(TASK BRIEF) Extract every line of the data below that contains the string "tile".
>> Start TASK MATERIAL
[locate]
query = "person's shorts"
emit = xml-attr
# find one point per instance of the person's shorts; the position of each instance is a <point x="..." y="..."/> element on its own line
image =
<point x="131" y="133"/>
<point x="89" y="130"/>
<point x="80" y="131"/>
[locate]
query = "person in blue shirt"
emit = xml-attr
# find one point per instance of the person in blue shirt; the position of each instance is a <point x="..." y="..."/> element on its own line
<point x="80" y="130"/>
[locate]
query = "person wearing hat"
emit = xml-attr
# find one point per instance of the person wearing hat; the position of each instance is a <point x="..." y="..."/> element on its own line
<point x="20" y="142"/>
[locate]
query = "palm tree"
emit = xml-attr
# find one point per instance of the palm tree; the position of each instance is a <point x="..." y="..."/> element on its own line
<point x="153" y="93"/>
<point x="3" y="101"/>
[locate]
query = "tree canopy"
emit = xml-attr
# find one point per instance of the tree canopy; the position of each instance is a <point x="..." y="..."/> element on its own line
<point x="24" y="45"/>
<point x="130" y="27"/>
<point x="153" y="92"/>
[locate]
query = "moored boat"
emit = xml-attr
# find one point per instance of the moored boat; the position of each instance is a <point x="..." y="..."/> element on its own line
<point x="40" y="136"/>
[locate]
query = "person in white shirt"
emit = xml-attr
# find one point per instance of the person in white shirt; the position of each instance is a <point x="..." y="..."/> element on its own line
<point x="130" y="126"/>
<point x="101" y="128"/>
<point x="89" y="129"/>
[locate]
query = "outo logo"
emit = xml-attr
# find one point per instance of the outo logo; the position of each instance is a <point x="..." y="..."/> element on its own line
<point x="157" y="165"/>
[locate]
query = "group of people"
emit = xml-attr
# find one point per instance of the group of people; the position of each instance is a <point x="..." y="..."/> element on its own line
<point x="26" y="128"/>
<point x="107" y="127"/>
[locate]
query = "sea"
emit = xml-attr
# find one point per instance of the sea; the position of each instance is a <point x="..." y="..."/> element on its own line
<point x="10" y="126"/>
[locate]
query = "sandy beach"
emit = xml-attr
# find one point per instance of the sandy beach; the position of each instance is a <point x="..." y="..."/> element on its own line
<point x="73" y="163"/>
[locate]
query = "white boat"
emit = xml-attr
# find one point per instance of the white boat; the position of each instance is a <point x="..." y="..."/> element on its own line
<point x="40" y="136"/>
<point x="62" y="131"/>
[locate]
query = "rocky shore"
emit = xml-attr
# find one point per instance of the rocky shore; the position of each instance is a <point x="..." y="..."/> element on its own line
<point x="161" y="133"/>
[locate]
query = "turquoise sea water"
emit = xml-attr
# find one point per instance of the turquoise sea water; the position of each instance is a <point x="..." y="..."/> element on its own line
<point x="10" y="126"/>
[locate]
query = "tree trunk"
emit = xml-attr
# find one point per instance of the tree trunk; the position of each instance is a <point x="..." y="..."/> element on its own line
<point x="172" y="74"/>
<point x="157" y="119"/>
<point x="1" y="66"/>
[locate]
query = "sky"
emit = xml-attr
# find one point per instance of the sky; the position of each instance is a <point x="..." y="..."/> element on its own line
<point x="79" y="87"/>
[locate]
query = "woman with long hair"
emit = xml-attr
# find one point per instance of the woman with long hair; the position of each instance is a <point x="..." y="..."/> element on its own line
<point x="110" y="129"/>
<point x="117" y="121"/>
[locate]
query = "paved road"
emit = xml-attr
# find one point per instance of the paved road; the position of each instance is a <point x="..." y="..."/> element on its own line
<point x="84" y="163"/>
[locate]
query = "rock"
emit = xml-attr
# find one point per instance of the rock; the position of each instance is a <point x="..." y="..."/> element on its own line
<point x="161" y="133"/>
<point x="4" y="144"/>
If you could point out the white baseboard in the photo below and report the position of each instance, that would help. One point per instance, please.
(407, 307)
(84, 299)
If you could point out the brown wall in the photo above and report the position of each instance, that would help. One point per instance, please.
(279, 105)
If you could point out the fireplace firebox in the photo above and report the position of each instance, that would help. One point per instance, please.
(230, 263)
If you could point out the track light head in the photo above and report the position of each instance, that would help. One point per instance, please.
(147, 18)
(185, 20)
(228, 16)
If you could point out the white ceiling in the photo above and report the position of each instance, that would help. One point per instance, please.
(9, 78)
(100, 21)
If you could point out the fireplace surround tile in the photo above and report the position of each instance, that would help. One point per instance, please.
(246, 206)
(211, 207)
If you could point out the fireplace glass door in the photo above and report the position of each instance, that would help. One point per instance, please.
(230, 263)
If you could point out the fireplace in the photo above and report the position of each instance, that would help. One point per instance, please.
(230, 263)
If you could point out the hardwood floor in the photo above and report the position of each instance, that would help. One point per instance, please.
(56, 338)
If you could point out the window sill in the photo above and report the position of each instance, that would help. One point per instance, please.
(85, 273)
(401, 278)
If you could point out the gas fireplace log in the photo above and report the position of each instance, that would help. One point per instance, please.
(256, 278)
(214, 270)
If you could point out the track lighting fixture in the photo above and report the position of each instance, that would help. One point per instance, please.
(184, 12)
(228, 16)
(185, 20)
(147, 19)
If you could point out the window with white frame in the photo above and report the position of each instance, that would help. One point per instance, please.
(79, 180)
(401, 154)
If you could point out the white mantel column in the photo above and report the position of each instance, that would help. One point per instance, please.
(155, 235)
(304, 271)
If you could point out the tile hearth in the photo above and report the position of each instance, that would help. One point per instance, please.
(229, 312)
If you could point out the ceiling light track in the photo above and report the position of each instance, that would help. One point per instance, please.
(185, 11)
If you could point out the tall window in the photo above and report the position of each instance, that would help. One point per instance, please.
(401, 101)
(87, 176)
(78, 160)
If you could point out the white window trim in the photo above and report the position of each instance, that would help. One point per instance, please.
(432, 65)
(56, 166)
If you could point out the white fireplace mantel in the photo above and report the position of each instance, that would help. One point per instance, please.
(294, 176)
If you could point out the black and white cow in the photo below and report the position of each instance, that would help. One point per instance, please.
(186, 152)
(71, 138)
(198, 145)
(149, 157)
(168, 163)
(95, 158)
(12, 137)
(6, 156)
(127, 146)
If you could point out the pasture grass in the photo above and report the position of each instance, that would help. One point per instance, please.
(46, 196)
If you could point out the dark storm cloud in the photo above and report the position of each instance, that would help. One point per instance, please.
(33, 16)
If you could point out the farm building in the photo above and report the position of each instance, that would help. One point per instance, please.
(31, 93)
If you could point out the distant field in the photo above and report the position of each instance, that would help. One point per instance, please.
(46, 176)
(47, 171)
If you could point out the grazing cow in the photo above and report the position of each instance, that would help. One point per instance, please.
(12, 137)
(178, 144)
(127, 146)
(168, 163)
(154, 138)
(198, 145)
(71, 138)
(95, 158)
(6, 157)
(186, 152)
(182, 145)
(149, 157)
>> End TASK MATERIAL
>> Start TASK MATERIAL
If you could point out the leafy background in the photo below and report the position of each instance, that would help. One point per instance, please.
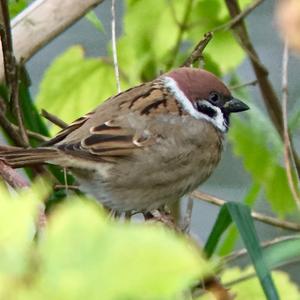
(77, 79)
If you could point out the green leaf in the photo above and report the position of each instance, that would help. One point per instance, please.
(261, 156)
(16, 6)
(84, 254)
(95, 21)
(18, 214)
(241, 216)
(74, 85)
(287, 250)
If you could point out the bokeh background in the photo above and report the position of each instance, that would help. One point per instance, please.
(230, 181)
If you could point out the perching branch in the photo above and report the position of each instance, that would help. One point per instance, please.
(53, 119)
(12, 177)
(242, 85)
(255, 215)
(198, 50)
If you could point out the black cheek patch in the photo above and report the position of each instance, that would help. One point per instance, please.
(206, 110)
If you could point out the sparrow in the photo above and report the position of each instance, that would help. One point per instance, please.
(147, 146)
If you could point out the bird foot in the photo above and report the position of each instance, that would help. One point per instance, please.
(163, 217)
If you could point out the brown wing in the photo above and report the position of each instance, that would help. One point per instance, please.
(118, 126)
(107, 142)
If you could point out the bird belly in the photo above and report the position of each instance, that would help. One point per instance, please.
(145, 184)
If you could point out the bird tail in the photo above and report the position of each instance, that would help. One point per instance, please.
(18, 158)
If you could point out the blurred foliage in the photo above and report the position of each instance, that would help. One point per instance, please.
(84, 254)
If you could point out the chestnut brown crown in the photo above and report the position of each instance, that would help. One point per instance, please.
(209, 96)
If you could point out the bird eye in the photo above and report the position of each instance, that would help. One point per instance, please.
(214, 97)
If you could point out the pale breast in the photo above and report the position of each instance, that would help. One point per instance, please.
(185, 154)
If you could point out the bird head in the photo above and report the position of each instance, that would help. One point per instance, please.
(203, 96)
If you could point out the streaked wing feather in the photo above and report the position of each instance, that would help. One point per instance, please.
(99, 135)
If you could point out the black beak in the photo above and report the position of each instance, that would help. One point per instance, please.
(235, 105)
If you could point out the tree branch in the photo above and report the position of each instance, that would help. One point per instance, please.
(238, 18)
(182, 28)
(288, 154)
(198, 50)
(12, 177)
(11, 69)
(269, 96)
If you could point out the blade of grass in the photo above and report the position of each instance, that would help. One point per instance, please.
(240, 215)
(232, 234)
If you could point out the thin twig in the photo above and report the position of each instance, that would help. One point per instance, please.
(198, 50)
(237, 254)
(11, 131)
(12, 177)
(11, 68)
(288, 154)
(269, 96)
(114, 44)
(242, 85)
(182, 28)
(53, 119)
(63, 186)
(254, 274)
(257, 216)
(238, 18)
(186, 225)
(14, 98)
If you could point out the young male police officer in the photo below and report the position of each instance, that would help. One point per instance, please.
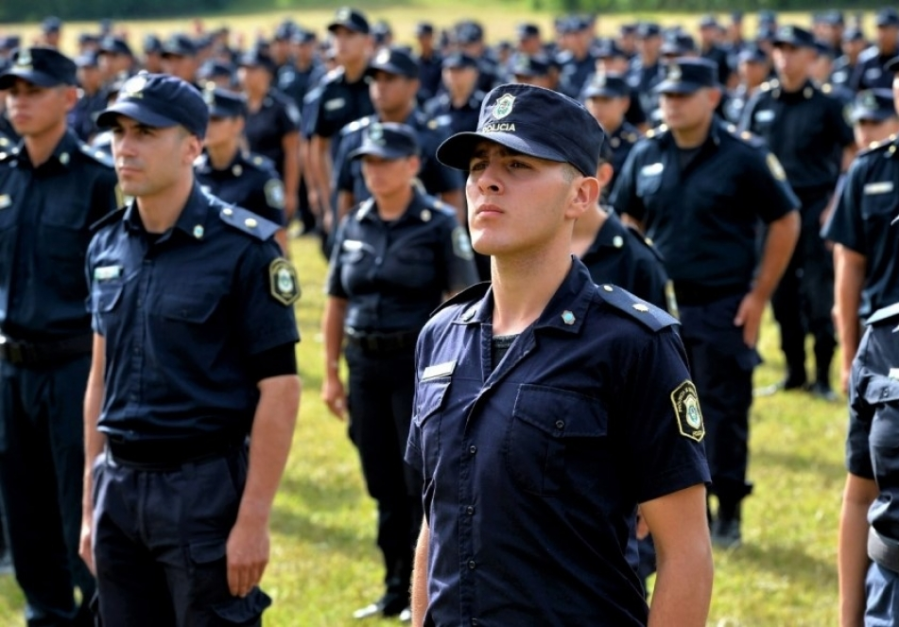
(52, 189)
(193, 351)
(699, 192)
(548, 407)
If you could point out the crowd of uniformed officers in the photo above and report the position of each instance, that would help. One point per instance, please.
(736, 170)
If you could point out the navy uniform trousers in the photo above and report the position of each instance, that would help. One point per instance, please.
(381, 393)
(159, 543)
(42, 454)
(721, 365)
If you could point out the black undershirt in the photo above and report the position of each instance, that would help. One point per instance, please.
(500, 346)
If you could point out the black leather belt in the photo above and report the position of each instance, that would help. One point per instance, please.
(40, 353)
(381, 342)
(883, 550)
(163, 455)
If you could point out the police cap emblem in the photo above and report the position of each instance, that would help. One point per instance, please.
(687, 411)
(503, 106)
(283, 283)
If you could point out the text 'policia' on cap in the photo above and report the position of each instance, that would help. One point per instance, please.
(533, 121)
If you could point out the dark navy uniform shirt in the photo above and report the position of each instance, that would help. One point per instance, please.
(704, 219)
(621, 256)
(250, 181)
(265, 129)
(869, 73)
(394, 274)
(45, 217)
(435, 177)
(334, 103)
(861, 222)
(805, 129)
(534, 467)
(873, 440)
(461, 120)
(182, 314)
>> End TASK MATERIAL
(SOLVED EXERCISE)
If you could point out the fireplace surround tile in the photo above and report the position of each instance, that would help. One point per instance, please.
If you could point out the tile hearth in the photo above and report the position of each instance, that would help. One point per instance, please.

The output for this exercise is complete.